#### [WHAT YOU ARE ASKED TO DO]
Exclude all pictures, then copy each of the records exactly as written.

#### [GIVEN RECORDS]
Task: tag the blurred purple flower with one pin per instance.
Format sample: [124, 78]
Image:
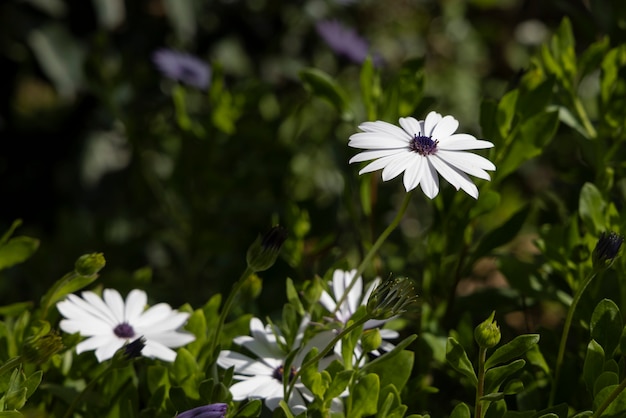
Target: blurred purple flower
[215, 410]
[345, 41]
[183, 67]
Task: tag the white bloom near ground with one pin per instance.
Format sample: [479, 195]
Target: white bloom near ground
[421, 149]
[263, 377]
[355, 298]
[109, 322]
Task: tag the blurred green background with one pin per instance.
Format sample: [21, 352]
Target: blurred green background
[96, 156]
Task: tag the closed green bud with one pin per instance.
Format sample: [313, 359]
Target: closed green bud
[391, 298]
[263, 252]
[371, 339]
[89, 264]
[38, 350]
[606, 249]
[487, 334]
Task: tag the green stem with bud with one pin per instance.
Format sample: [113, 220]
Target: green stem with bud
[564, 335]
[375, 247]
[480, 387]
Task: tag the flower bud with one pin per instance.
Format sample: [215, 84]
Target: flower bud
[371, 339]
[89, 264]
[487, 334]
[606, 249]
[391, 298]
[263, 252]
[216, 410]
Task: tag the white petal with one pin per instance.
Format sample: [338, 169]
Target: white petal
[397, 165]
[377, 164]
[384, 127]
[98, 341]
[372, 155]
[243, 364]
[455, 177]
[375, 140]
[154, 349]
[430, 180]
[171, 339]
[135, 304]
[446, 127]
[411, 126]
[432, 119]
[414, 172]
[106, 351]
[460, 142]
[114, 301]
[461, 159]
[250, 388]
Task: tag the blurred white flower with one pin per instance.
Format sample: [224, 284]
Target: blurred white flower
[421, 149]
[262, 378]
[109, 322]
[352, 301]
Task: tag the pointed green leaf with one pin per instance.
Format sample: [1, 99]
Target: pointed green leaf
[461, 411]
[457, 357]
[513, 349]
[606, 325]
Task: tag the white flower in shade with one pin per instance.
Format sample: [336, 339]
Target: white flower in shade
[352, 301]
[421, 149]
[263, 377]
[109, 322]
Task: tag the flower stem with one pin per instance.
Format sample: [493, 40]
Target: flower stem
[325, 351]
[86, 390]
[227, 306]
[610, 399]
[375, 247]
[564, 335]
[480, 387]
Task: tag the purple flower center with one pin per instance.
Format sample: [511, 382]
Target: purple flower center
[124, 330]
[423, 145]
[279, 373]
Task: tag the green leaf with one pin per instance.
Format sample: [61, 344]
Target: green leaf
[497, 375]
[364, 398]
[604, 380]
[324, 86]
[251, 409]
[457, 357]
[591, 207]
[461, 411]
[502, 234]
[606, 325]
[593, 365]
[17, 250]
[513, 349]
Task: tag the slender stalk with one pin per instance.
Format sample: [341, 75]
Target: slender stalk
[325, 351]
[227, 306]
[610, 399]
[10, 364]
[375, 247]
[564, 335]
[480, 387]
[86, 390]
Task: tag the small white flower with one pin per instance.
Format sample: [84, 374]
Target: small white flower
[263, 378]
[354, 299]
[421, 149]
[110, 323]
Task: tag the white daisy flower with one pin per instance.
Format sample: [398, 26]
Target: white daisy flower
[262, 378]
[421, 149]
[354, 299]
[110, 323]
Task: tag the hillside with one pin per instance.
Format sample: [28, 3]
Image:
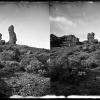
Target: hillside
[75, 69]
[24, 70]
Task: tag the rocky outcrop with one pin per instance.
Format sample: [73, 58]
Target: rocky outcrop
[91, 38]
[66, 40]
[69, 40]
[12, 35]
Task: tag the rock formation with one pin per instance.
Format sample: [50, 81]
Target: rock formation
[0, 36]
[91, 38]
[70, 40]
[12, 35]
[2, 42]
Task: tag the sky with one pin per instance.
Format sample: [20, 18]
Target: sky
[31, 22]
[78, 18]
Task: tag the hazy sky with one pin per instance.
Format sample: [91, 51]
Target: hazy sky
[31, 21]
[78, 18]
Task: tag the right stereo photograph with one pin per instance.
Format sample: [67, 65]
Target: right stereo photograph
[75, 48]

#### [ANSWER FOR THE TASK]
Task: tag the blurred purple flower with one pin per instance.
Format sample: [124, 78]
Image:
Target: blurred purple flower
[215, 410]
[345, 41]
[183, 67]
Task: tag the white bloom near ground with one pin per instance.
Format sample: [479, 195]
Target: white bloom near ground
[421, 149]
[263, 377]
[355, 298]
[109, 322]
Task: tag the blurred green background with one pin per instance.
Format sample: [21, 352]
Target: blurred green background
[96, 156]
Task: tag the closed green bud with one pin per instance.
Format sample: [313, 359]
Target: closed green bud
[391, 298]
[263, 252]
[371, 339]
[89, 264]
[38, 350]
[606, 249]
[487, 334]
Task: tag the green stem with bud with one pin per instance.
Format sample: [113, 220]
Target: green stem with bud
[564, 335]
[375, 247]
[480, 387]
Task: tag the flower bud with one pin per instance.
Format sample: [215, 84]
Target: flower bud
[371, 339]
[89, 264]
[487, 334]
[606, 249]
[391, 298]
[263, 252]
[216, 410]
Task: tag the white petal with one pin per instance.
Format sample: [338, 169]
Target: white petal
[397, 165]
[377, 164]
[384, 127]
[98, 341]
[372, 155]
[243, 364]
[455, 177]
[375, 140]
[154, 349]
[430, 180]
[171, 339]
[135, 304]
[446, 127]
[411, 126]
[432, 119]
[414, 172]
[106, 351]
[460, 142]
[114, 301]
[461, 159]
[250, 388]
Task: tag the blurred white flower with one pin per instance.
Format sample: [224, 284]
Target: blurred white flower
[421, 149]
[262, 378]
[109, 322]
[352, 301]
Task: tag the pointed green leaf with one pin per instance.
Format sample: [1, 99]
Target: pointed green leaf
[461, 411]
[457, 357]
[513, 349]
[606, 325]
Task: tag the white flower in shade with one pin per instance.
Format sample: [336, 339]
Target: white flower in shade
[352, 301]
[421, 149]
[263, 377]
[109, 322]
Task: tag the flower stem with one pin per instance.
Format sample: [493, 40]
Target: flower stem
[325, 351]
[86, 390]
[227, 306]
[610, 399]
[375, 247]
[564, 335]
[480, 387]
Task: tag the purple flower center with one pin per instance.
Format sample: [511, 382]
Target: purple flower center
[124, 330]
[423, 145]
[279, 373]
Task: tag the green leaf with one pin per instance.
Format sample: [61, 344]
Target: green leaf
[497, 375]
[364, 398]
[604, 380]
[324, 86]
[251, 409]
[457, 357]
[591, 207]
[461, 411]
[502, 234]
[606, 325]
[593, 365]
[17, 250]
[513, 349]
Task: tag the slender stalk with one pin per instance.
Format sample: [341, 75]
Target: slender stalk
[325, 351]
[227, 306]
[610, 399]
[10, 364]
[375, 247]
[564, 335]
[480, 387]
[86, 390]
Task: tag the small white flower with one pin per instance.
Format sample: [84, 374]
Target: small white flower
[263, 378]
[354, 299]
[421, 149]
[110, 323]
Task: tag the white daisy flower with one pin per instance.
Format sample: [398, 26]
Target: white daisy flower
[262, 378]
[421, 149]
[354, 299]
[110, 323]
Task: tag the hillside with one pin per instance.
Format sample: [28, 3]
Image:
Target: hillside
[75, 69]
[24, 70]
Task: tag the rocky outcrop with one pin per instance.
Format sample: [73, 58]
Target: rocky outcrop
[91, 38]
[66, 40]
[69, 40]
[12, 35]
Task: tag the rock formation with one pin per instance.
Format sample: [50, 81]
Target: rock formation
[0, 36]
[91, 38]
[70, 40]
[12, 35]
[2, 42]
Task: tag the sky with one pin per instance.
Format sample: [20, 18]
Target: sky
[31, 22]
[78, 18]
Task: tag the hazy sky with one pin per instance.
Format sample: [91, 51]
Target: hazy sky
[31, 21]
[78, 18]
Task: tag the right stereo photograph with one pin per instance.
Format sample: [67, 65]
Target: right stereo photograph
[75, 48]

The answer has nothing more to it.